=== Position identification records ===
□ □ □ □ □ □ □

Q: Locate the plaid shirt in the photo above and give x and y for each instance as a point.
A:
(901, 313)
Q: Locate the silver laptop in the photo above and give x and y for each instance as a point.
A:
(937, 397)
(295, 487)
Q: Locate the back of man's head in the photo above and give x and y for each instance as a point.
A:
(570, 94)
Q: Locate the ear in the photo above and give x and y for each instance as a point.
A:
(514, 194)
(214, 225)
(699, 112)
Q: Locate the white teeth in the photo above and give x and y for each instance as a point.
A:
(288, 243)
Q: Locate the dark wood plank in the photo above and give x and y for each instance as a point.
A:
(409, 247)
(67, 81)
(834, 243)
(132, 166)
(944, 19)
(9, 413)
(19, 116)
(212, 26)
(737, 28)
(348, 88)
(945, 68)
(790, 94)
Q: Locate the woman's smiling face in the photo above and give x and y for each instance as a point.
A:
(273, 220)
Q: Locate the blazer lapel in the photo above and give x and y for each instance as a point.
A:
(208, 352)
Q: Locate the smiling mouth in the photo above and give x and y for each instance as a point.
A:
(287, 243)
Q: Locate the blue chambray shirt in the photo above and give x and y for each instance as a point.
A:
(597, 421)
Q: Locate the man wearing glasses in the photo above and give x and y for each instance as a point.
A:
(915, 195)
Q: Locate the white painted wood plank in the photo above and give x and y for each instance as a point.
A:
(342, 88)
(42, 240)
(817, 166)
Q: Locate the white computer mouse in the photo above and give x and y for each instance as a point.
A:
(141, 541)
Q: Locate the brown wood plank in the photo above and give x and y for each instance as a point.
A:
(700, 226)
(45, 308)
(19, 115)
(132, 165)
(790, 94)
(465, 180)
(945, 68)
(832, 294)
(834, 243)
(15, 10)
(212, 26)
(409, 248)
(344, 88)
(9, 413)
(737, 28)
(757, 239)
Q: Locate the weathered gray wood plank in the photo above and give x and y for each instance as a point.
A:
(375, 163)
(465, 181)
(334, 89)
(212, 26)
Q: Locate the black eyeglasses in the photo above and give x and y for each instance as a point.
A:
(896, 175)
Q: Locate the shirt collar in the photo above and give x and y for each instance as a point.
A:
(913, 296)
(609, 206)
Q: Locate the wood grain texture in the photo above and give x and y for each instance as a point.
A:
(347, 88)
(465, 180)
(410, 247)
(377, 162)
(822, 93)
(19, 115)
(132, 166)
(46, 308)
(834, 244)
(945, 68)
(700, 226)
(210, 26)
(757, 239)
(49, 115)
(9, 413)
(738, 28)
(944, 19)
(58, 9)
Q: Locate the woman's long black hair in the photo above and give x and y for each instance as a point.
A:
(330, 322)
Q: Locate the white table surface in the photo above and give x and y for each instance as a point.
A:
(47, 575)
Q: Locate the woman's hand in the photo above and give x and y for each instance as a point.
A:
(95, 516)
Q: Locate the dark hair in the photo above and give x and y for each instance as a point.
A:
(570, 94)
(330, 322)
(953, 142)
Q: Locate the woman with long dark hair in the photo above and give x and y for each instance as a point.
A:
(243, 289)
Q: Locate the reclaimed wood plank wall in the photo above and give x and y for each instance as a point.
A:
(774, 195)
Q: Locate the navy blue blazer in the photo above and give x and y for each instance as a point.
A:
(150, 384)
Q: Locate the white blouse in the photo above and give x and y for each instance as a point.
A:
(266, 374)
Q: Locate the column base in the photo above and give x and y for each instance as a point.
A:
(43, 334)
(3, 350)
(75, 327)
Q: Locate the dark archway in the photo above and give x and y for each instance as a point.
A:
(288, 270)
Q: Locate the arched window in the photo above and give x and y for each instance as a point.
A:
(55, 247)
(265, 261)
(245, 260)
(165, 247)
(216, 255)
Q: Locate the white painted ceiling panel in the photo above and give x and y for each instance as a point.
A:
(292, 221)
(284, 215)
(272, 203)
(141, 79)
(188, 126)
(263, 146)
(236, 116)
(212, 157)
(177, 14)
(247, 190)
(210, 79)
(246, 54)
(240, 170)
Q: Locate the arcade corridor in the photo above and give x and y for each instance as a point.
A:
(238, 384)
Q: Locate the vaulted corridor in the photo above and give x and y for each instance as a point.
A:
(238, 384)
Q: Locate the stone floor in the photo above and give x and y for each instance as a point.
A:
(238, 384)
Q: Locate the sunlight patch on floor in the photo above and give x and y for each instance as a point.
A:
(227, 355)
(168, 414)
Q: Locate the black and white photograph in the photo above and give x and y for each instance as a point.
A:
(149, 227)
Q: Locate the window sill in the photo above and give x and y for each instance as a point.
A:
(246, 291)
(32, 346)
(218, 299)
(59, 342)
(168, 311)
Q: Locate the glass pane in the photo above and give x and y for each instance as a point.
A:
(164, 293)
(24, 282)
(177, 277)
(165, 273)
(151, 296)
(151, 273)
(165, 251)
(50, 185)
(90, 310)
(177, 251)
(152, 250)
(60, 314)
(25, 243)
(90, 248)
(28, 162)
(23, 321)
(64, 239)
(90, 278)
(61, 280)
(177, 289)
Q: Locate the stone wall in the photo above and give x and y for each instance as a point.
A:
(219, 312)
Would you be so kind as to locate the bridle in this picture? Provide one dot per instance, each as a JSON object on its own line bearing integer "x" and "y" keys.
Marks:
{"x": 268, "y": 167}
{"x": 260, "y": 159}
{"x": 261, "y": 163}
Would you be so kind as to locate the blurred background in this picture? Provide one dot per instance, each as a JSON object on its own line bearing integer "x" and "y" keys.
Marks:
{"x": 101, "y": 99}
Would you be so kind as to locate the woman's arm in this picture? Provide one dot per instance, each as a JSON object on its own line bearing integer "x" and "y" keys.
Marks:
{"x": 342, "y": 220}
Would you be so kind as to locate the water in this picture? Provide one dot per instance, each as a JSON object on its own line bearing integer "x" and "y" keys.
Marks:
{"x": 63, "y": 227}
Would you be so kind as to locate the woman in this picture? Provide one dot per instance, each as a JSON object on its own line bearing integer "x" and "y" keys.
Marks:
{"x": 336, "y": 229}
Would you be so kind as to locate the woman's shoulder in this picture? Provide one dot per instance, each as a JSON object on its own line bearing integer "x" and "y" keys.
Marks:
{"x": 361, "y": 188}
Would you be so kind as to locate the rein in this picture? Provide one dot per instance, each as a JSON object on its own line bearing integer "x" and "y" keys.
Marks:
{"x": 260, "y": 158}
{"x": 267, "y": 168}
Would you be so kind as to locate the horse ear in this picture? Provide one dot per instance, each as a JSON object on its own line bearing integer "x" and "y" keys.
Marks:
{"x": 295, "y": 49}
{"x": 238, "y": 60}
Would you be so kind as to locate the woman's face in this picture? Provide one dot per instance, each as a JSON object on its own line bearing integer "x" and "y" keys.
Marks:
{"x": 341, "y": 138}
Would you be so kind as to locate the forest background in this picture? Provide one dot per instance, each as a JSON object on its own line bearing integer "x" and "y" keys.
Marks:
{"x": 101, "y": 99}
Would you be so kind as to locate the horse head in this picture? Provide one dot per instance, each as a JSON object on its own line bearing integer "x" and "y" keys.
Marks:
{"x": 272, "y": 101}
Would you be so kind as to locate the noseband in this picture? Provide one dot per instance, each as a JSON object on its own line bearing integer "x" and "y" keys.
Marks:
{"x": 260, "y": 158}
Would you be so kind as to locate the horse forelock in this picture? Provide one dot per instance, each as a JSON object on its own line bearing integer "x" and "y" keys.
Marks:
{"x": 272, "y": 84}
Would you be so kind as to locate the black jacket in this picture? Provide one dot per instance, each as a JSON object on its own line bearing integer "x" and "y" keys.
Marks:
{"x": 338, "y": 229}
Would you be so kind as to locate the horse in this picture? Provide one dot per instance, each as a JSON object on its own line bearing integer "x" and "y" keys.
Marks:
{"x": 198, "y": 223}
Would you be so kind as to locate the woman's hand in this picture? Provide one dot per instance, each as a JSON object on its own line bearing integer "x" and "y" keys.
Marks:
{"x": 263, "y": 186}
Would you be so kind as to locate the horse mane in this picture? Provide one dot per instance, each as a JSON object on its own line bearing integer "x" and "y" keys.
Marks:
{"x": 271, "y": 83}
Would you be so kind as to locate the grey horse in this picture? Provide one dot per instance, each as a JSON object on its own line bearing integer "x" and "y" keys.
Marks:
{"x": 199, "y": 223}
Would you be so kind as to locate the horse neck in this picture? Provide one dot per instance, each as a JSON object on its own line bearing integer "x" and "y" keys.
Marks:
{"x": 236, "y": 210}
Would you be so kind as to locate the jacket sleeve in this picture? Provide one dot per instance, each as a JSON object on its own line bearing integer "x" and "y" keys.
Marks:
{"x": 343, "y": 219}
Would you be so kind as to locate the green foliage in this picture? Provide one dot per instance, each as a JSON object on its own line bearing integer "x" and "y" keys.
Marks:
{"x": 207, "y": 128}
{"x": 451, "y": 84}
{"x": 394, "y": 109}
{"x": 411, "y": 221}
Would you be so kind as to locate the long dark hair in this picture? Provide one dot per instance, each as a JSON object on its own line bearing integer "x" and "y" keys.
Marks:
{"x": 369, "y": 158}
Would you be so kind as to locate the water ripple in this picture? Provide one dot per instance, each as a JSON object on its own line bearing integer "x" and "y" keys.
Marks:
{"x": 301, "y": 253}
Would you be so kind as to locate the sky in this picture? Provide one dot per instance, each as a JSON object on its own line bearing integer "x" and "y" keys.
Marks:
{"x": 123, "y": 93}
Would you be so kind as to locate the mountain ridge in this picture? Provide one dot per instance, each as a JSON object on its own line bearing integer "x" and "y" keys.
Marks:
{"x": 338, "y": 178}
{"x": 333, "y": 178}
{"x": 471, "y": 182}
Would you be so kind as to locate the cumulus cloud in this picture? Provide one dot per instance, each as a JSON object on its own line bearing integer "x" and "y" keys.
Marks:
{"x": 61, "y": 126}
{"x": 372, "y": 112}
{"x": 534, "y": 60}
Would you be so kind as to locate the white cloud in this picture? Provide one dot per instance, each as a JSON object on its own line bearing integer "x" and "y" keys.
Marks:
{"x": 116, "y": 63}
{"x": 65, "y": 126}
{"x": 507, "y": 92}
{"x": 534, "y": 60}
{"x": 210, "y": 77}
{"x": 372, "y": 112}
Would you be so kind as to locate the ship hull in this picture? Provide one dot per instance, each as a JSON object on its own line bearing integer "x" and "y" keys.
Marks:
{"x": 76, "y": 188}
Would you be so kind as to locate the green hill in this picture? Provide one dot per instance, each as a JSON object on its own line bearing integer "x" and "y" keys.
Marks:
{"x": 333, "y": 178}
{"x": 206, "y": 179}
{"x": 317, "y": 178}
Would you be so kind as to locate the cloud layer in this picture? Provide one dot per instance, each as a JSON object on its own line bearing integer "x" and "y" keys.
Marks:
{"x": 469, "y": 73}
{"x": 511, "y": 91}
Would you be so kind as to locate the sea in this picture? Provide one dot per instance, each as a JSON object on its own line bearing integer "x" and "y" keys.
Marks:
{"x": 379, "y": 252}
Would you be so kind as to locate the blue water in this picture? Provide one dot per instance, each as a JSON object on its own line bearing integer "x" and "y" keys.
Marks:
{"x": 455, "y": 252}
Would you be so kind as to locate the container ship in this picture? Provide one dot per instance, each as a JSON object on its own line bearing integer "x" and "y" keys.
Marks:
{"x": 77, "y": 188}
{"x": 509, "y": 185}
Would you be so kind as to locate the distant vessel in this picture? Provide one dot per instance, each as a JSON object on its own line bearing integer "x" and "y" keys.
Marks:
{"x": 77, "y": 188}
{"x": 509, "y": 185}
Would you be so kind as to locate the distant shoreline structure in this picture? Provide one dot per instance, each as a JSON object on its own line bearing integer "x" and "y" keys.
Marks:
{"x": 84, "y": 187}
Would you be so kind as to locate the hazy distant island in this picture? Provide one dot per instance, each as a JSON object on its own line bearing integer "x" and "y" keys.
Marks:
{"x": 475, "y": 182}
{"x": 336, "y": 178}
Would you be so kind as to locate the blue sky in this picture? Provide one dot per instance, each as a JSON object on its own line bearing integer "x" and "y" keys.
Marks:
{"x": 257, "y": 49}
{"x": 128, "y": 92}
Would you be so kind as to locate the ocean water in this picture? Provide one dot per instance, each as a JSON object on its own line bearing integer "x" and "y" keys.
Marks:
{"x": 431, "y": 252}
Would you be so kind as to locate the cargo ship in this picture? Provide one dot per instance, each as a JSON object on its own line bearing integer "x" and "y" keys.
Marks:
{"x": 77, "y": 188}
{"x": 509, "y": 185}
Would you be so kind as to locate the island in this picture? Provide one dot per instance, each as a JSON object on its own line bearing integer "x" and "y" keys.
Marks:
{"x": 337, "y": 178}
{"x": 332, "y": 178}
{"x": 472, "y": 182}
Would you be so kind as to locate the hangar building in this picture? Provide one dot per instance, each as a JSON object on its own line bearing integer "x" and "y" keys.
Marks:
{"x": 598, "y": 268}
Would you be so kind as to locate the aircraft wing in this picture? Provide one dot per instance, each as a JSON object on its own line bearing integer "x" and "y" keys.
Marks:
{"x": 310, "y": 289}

□ □ □ □ □ □ □

=== What you need to do ===
Rewrite the data from the line with "Would you be so kind as to locate the aircraft" through the end of the data as a two-column CSV with the headers label_request and marked_points, one row per entry. Put each entry's text and its answer in their own quoted fields, replacing any line breaks with spaces.

=== Response to this task ===
label_request,marked_points
"Would you be so kind as to locate the aircraft wing in this picture? Provide one dot per instance, each as a JSON object on its own line bearing integer ""x"" and ""y"" keys. Marks:","{""x"": 310, ""y"": 289}"